THE TASK: The answer should be an exact repeat of the stretch of material below from the line containing "drop a point: the man's chin" through the line containing "drop a point: the white shirt".
########################################
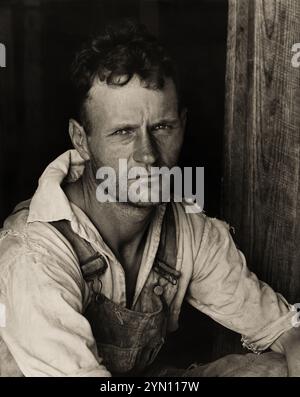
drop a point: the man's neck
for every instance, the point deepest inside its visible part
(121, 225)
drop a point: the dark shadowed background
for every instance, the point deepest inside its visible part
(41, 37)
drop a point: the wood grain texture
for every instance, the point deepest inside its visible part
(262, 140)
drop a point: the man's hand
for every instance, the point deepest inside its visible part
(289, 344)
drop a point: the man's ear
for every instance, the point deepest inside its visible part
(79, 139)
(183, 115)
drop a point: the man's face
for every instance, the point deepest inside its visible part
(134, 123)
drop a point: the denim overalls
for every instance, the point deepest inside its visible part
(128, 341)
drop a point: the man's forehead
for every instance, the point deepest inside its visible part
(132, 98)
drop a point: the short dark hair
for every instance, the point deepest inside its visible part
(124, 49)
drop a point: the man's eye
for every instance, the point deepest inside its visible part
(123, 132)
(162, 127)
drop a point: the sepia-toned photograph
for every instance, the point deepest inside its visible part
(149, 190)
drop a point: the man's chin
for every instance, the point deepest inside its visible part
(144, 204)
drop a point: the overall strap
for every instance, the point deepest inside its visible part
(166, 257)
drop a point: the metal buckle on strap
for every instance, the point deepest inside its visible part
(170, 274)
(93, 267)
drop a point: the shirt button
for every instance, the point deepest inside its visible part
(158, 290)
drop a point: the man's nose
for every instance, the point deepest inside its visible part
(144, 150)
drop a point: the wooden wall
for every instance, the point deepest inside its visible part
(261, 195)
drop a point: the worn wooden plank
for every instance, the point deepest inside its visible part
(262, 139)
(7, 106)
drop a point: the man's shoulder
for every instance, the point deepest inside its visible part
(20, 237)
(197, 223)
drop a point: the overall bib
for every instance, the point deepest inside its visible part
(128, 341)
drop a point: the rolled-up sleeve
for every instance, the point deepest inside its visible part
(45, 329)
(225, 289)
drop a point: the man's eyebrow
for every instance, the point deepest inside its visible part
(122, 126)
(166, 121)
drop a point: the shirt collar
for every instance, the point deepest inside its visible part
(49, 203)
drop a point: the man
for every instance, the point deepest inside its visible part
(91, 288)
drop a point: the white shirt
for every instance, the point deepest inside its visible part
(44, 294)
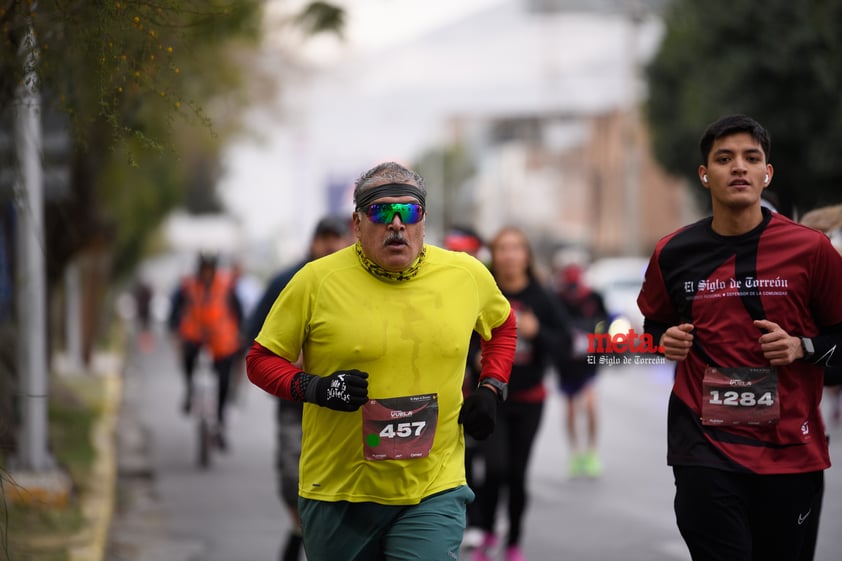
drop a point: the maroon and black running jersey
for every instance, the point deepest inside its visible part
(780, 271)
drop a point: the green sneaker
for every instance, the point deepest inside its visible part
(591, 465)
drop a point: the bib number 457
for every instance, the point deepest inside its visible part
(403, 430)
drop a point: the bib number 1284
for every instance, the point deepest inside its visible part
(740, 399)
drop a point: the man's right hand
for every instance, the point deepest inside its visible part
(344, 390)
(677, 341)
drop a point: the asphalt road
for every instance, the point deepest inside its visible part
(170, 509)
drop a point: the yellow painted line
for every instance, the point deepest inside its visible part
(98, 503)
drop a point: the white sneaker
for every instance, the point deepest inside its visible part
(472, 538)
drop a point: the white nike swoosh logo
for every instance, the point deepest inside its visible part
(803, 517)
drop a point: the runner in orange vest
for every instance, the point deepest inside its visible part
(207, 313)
########################################
PROBLEM SOLUTION:
drop a point: the man's chin
for every instance, the point deepest inside its visible part
(144, 204)
drop a point: the overall strap
for every instance, the point deepest inside its visible part
(166, 257)
drop a point: the metal buckle on strap
for every instance, the point deepest inside its visible part
(170, 274)
(93, 267)
drop a point: the shirt button
for every instance, the point deepest inside its visible part
(158, 290)
drop a point: the man's nose
for every instance, the point deepest inside its visible part
(144, 150)
drop a point: the wooden wall
for every instance, the point deepest inside its visible part
(261, 195)
drop a point: the worn wooden plank
for every instance, the point deepest inside its visible part
(262, 139)
(7, 106)
drop a point: the man's shoulder
for every instance, the point deepest inside its visible part
(20, 237)
(197, 223)
drop a point: the overall bib
for every instance, the point deepest inside its visible part
(128, 341)
drop a point: the rolled-up sleeve
for every instance, the point deepest inside its visible part
(45, 329)
(225, 289)
drop a point: the man's eyebrow
for every instance, the point deepest inside its visible part
(122, 126)
(166, 121)
drop a point: the shirt collar
for every instance, the point deepest inside its visible part
(49, 203)
drop a point: the man
for every instance, the point deepest inside its visible part
(91, 288)
drop a point: the white shirt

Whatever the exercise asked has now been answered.